[Exercise requirements]:
Transcribe word for word the lines spanning the line with "Task: locate the white suv" through the end of the records.
── Data supplied ──
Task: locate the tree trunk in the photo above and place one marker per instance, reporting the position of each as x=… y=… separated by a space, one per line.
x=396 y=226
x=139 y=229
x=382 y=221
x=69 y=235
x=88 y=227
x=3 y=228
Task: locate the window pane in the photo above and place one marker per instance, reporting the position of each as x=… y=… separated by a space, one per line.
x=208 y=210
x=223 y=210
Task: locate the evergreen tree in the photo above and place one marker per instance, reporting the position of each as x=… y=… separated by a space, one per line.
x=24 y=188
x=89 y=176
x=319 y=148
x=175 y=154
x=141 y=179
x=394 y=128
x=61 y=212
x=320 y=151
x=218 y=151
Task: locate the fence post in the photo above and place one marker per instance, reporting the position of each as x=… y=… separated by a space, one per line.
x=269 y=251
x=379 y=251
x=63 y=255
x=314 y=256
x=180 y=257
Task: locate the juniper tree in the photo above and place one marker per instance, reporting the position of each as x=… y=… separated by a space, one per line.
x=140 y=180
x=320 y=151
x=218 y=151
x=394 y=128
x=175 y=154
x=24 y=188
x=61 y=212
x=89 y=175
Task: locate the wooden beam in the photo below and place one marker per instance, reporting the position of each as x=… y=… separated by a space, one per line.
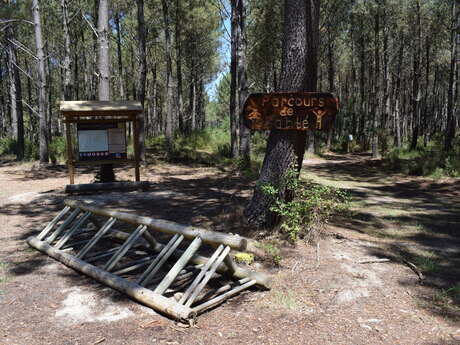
x=211 y=237
x=145 y=296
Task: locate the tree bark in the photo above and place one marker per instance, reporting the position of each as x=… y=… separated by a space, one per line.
x=451 y=118
x=106 y=173
x=142 y=73
x=17 y=115
x=104 y=53
x=234 y=80
x=180 y=101
x=121 y=87
x=244 y=132
x=67 y=65
x=285 y=149
x=42 y=87
x=168 y=84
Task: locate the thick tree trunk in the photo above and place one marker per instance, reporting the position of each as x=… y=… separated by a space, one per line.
x=142 y=73
x=376 y=93
x=244 y=133
x=180 y=101
x=67 y=65
x=169 y=81
x=121 y=88
x=42 y=87
x=106 y=173
x=415 y=81
x=104 y=53
x=285 y=149
x=17 y=116
x=234 y=80
x=451 y=118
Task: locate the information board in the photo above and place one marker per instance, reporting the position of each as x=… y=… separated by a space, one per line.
x=101 y=141
x=290 y=111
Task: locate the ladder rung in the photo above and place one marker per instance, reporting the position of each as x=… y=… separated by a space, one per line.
x=102 y=254
x=134 y=265
x=51 y=224
x=102 y=231
x=207 y=276
x=200 y=276
x=220 y=298
x=64 y=225
x=160 y=259
x=125 y=247
x=178 y=266
x=72 y=230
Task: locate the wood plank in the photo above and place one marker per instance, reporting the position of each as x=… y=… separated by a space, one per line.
x=100 y=106
x=145 y=296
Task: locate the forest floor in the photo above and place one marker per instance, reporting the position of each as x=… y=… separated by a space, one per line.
x=343 y=301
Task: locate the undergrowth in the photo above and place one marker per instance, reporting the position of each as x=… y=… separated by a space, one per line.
x=311 y=206
x=427 y=160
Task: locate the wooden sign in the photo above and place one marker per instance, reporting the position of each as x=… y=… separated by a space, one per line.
x=290 y=111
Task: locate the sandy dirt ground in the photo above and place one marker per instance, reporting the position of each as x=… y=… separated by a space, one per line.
x=343 y=301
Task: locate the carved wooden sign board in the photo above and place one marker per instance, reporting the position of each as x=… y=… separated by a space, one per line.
x=290 y=111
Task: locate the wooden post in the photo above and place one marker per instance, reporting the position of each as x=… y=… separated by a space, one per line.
x=136 y=148
x=70 y=159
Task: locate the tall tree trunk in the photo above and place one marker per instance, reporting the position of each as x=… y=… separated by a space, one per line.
x=106 y=173
x=376 y=93
x=67 y=65
x=285 y=149
x=17 y=116
x=234 y=79
x=121 y=88
x=142 y=73
x=104 y=53
x=42 y=87
x=244 y=132
x=451 y=118
x=169 y=81
x=415 y=80
x=180 y=101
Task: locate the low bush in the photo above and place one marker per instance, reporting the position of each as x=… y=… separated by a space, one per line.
x=311 y=206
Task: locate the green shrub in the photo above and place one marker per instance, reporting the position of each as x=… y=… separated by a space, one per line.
x=57 y=150
x=310 y=208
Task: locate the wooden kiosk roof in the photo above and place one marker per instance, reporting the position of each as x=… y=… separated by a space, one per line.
x=100 y=107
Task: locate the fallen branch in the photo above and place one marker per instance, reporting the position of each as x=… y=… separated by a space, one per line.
x=373 y=261
x=414 y=268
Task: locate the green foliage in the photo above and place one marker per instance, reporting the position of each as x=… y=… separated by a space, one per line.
x=7 y=146
x=272 y=250
x=57 y=150
x=425 y=161
x=310 y=208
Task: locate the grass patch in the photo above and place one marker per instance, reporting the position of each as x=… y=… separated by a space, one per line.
x=287 y=300
x=427 y=263
x=3 y=272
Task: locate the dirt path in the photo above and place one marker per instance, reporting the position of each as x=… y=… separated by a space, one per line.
x=341 y=302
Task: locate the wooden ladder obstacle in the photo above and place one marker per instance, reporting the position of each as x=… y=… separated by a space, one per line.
x=172 y=280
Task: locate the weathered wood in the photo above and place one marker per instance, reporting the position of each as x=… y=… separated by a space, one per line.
x=200 y=276
x=107 y=186
x=178 y=266
x=65 y=224
x=101 y=106
x=51 y=224
x=236 y=271
x=210 y=237
x=125 y=247
x=72 y=230
x=164 y=255
x=145 y=296
x=222 y=297
x=102 y=231
x=207 y=277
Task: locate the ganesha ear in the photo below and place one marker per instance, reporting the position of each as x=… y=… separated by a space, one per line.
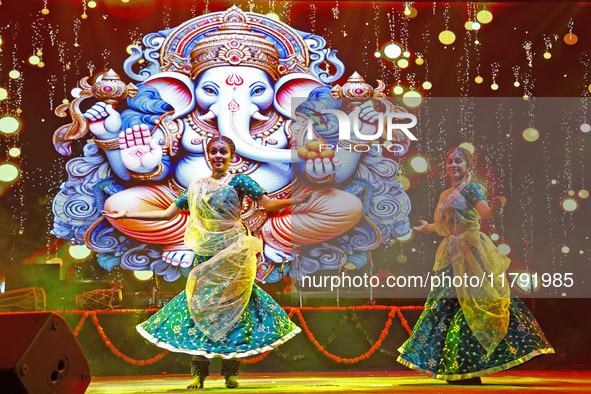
x=292 y=87
x=176 y=89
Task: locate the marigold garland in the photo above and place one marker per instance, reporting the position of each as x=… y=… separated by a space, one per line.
x=116 y=351
x=394 y=311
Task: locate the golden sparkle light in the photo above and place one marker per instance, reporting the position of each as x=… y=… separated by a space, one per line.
x=447 y=37
x=419 y=164
x=405 y=182
x=412 y=99
x=569 y=205
x=484 y=16
x=9 y=172
x=14 y=152
x=10 y=125
x=398 y=90
x=531 y=134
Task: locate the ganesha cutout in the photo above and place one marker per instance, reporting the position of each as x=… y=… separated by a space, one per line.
x=234 y=74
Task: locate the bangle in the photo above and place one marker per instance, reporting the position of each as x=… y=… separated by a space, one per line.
x=327 y=179
x=111 y=144
x=140 y=176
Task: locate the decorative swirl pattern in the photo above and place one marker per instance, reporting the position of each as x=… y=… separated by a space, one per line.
x=152 y=42
x=102 y=239
x=365 y=237
x=139 y=258
x=319 y=54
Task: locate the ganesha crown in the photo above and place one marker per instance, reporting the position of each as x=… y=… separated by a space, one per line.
x=236 y=44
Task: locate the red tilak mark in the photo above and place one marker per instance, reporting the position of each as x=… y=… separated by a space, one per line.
x=234 y=79
x=233 y=106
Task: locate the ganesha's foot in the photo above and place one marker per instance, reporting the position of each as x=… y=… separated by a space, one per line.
x=183 y=258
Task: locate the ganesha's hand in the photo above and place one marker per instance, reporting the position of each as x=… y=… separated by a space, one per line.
x=322 y=168
x=105 y=122
x=183 y=257
x=139 y=152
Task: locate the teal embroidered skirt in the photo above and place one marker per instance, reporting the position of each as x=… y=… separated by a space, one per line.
x=263 y=326
x=442 y=345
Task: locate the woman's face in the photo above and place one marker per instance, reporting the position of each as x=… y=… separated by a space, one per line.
x=456 y=167
x=220 y=156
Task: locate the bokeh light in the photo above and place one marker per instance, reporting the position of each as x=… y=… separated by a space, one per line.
x=570 y=39
x=14 y=152
x=570 y=204
x=34 y=60
x=392 y=50
x=530 y=134
x=9 y=172
x=484 y=16
x=412 y=99
x=405 y=182
x=403 y=63
x=447 y=37
x=419 y=164
x=398 y=90
x=468 y=146
x=504 y=249
x=143 y=275
x=10 y=125
x=79 y=252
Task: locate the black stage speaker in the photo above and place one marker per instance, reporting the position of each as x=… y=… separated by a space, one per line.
x=39 y=354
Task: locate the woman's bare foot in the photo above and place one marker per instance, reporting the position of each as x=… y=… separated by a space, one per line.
x=197 y=383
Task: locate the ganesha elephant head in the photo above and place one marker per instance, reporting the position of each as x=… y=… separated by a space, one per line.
x=236 y=97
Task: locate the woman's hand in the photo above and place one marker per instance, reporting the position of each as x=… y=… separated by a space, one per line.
x=301 y=198
x=423 y=227
x=497 y=204
x=114 y=214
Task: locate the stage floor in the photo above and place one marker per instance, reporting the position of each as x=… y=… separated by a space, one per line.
x=353 y=381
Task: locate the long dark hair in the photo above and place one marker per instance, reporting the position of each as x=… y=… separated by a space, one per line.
x=224 y=139
x=464 y=154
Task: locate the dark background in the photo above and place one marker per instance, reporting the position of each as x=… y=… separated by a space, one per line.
x=509 y=166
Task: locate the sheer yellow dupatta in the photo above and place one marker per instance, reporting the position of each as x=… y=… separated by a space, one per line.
x=219 y=289
x=473 y=254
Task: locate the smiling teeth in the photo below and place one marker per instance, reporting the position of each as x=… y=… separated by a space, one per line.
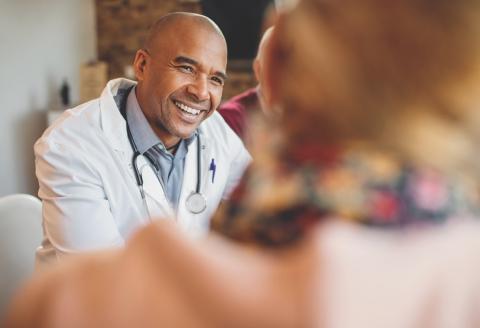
x=187 y=109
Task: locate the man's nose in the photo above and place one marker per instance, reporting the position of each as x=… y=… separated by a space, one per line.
x=199 y=88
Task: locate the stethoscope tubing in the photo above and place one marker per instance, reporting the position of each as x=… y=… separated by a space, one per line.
x=139 y=178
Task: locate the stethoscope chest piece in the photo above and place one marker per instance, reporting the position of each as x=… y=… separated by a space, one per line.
x=196 y=203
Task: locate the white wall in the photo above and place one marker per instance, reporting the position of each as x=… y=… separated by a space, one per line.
x=42 y=42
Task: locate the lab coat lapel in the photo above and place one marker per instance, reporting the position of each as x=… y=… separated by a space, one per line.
x=115 y=130
x=191 y=171
x=157 y=202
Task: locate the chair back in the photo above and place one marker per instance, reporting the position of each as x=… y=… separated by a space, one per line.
x=20 y=235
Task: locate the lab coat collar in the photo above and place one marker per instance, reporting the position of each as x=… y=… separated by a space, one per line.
x=112 y=122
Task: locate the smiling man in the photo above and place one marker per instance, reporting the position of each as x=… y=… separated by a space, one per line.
x=144 y=150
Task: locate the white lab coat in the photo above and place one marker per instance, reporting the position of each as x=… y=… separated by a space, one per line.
x=90 y=196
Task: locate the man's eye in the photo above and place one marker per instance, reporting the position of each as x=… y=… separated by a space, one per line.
x=186 y=68
x=217 y=80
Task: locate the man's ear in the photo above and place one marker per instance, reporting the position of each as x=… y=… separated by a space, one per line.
x=139 y=64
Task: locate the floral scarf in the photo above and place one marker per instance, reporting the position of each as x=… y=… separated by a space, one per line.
x=277 y=205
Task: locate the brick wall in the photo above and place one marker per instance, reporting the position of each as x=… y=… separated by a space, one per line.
x=122 y=26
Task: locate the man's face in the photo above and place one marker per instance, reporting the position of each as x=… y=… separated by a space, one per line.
x=181 y=81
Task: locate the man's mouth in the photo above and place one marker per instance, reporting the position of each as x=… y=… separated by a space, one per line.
x=187 y=109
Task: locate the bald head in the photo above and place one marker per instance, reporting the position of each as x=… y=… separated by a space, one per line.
x=259 y=65
x=263 y=43
x=180 y=20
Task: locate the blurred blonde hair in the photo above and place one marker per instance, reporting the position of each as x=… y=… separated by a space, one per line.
x=402 y=75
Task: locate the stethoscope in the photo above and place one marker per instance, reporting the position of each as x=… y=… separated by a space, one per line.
x=195 y=203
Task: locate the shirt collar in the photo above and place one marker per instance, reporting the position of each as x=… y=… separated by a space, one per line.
x=142 y=133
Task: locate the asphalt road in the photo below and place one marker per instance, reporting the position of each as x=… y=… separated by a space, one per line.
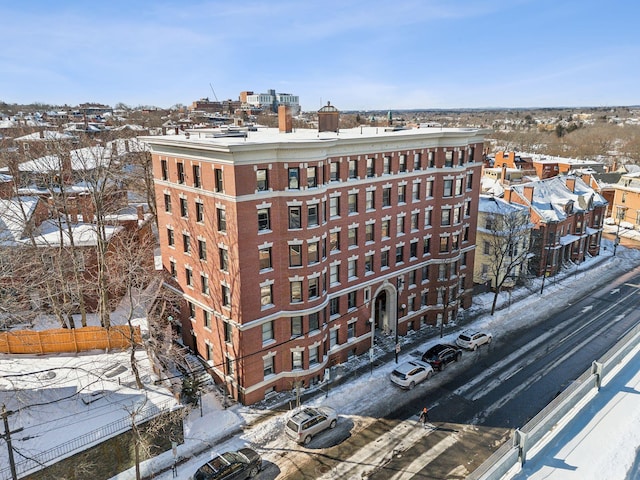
x=475 y=404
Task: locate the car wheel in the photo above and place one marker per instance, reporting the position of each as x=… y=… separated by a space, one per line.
x=253 y=472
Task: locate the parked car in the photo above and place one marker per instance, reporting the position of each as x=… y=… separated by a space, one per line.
x=471 y=339
x=308 y=422
x=409 y=374
x=441 y=354
x=240 y=465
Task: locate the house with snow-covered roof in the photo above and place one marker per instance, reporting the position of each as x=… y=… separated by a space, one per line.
x=567 y=215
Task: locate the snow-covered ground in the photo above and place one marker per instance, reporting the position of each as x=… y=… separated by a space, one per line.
x=218 y=429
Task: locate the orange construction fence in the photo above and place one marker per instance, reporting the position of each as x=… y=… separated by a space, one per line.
x=62 y=340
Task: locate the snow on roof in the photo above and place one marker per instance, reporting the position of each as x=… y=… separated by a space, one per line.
x=551 y=196
x=14 y=213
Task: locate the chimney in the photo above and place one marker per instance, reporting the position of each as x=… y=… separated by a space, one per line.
x=328 y=118
x=528 y=193
x=285 y=120
x=571 y=183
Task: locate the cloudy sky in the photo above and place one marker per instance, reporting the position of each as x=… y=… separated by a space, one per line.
x=358 y=54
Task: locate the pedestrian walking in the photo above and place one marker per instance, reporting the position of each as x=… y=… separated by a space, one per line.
x=424 y=417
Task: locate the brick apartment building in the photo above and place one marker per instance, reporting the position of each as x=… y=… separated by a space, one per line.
x=294 y=250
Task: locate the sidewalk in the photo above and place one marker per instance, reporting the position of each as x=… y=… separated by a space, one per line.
x=226 y=423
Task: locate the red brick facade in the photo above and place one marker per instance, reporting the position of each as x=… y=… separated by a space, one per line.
x=288 y=250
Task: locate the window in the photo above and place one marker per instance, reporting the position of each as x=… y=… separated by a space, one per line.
x=353 y=237
x=334 y=306
x=262 y=180
x=199 y=212
x=334 y=241
x=446 y=217
x=426 y=245
x=369 y=200
x=186 y=243
x=295 y=255
x=429 y=191
x=352 y=268
x=385 y=227
x=351 y=300
x=221 y=215
x=370 y=167
x=334 y=171
x=416 y=161
x=334 y=206
x=312 y=180
x=165 y=170
x=294 y=217
x=444 y=244
x=402 y=193
x=369 y=232
x=218 y=180
x=448 y=159
x=267 y=368
x=296 y=326
x=415 y=192
x=294 y=178
x=202 y=249
x=448 y=188
x=312 y=253
x=180 y=172
x=314 y=321
x=224 y=259
x=353 y=168
x=267 y=331
x=197 y=179
x=386 y=197
x=353 y=203
x=266 y=295
x=384 y=259
x=334 y=273
x=296 y=360
x=312 y=215
x=313 y=355
x=368 y=263
x=263 y=219
x=296 y=291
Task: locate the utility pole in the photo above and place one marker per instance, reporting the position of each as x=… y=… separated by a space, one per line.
x=7 y=438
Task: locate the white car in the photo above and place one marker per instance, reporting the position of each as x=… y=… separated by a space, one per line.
x=472 y=339
x=409 y=374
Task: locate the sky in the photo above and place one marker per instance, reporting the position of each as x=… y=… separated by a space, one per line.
x=357 y=54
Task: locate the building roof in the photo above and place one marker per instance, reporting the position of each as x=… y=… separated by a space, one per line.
x=551 y=197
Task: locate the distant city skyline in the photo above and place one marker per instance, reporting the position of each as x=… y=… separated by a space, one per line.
x=358 y=54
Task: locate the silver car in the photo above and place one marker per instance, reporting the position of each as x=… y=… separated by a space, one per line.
x=309 y=421
x=471 y=339
x=409 y=374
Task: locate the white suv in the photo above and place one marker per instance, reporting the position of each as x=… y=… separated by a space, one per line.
x=309 y=421
x=471 y=339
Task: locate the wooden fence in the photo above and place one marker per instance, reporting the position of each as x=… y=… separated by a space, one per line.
x=62 y=340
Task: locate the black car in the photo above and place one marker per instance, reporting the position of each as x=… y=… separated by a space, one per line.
x=240 y=465
x=441 y=354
───
[Answer space]:
Task: locate the white suv in the photo above and place one marker per instance, reporting the position of each as x=… y=… separated by a space, one per line.
x=309 y=421
x=471 y=339
Task: locate the wooden fence in the photo above and place one marker per instance, reporting the position of each as x=… y=… separated by a space, one per line.
x=62 y=340
Task: locate the black car in the photo above and place one marker per instance, reporting the position of each as x=… y=… separated by a space, one per line.
x=240 y=465
x=441 y=354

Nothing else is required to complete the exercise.